> **Items from a data collection**:
--------------------------------

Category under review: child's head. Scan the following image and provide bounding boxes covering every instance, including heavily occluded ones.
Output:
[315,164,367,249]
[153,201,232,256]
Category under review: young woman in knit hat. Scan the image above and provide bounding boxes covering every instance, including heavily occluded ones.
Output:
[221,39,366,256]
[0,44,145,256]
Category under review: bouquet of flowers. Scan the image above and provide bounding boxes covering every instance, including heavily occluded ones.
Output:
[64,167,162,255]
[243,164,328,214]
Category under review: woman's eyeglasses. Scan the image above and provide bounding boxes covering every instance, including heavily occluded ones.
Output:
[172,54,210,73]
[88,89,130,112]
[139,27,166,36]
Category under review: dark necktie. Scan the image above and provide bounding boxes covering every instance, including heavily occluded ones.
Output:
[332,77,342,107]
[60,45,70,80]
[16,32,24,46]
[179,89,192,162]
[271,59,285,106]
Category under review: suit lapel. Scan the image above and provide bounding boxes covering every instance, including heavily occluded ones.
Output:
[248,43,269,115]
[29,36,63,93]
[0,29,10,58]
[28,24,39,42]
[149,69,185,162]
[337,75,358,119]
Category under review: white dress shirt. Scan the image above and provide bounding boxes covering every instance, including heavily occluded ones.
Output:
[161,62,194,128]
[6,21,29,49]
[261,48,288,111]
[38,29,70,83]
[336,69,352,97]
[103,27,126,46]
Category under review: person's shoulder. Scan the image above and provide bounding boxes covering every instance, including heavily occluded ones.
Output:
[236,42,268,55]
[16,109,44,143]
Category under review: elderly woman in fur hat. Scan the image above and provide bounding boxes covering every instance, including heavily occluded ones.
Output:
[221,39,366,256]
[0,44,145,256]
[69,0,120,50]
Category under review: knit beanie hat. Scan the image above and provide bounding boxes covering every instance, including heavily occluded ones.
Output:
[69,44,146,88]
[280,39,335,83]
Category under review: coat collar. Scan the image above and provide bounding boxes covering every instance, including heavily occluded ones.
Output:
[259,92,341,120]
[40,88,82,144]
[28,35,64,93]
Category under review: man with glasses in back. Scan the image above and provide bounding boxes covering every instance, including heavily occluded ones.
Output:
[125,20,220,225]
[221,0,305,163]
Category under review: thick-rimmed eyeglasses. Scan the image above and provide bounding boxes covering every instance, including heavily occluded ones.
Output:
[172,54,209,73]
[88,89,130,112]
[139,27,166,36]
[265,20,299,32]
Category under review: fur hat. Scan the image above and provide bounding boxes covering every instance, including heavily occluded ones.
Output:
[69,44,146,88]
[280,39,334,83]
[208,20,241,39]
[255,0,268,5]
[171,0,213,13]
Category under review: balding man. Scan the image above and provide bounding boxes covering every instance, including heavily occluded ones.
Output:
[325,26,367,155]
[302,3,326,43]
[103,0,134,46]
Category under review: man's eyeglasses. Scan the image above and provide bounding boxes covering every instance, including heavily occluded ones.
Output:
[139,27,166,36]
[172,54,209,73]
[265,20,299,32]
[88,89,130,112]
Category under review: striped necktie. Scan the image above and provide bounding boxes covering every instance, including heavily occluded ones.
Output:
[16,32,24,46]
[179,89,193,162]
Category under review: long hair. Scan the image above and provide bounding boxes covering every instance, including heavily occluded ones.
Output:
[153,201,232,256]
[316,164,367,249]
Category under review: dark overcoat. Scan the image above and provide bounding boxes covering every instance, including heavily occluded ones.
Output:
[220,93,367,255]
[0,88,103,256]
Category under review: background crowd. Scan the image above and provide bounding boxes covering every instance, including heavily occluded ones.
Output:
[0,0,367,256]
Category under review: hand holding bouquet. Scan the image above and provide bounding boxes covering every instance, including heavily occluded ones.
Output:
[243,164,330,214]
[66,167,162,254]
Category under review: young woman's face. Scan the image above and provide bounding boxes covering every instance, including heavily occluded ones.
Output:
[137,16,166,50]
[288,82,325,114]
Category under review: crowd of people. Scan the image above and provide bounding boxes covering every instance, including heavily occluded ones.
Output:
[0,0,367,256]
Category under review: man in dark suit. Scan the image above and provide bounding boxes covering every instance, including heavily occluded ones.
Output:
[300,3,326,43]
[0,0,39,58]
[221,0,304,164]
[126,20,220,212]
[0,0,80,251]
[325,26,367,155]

--------------------------------

> **Exercise task**: Reproduce each line of the items above that contains the word "crowd".

> **Reply**:
Category under review: background crowd. Scan the image above and provide bounding boxes covering every instance, including heavily occluded ones.
Category under review: crowd of people. Scan the image above and provide bounding boxes covering every instance, including heavily occluded ones.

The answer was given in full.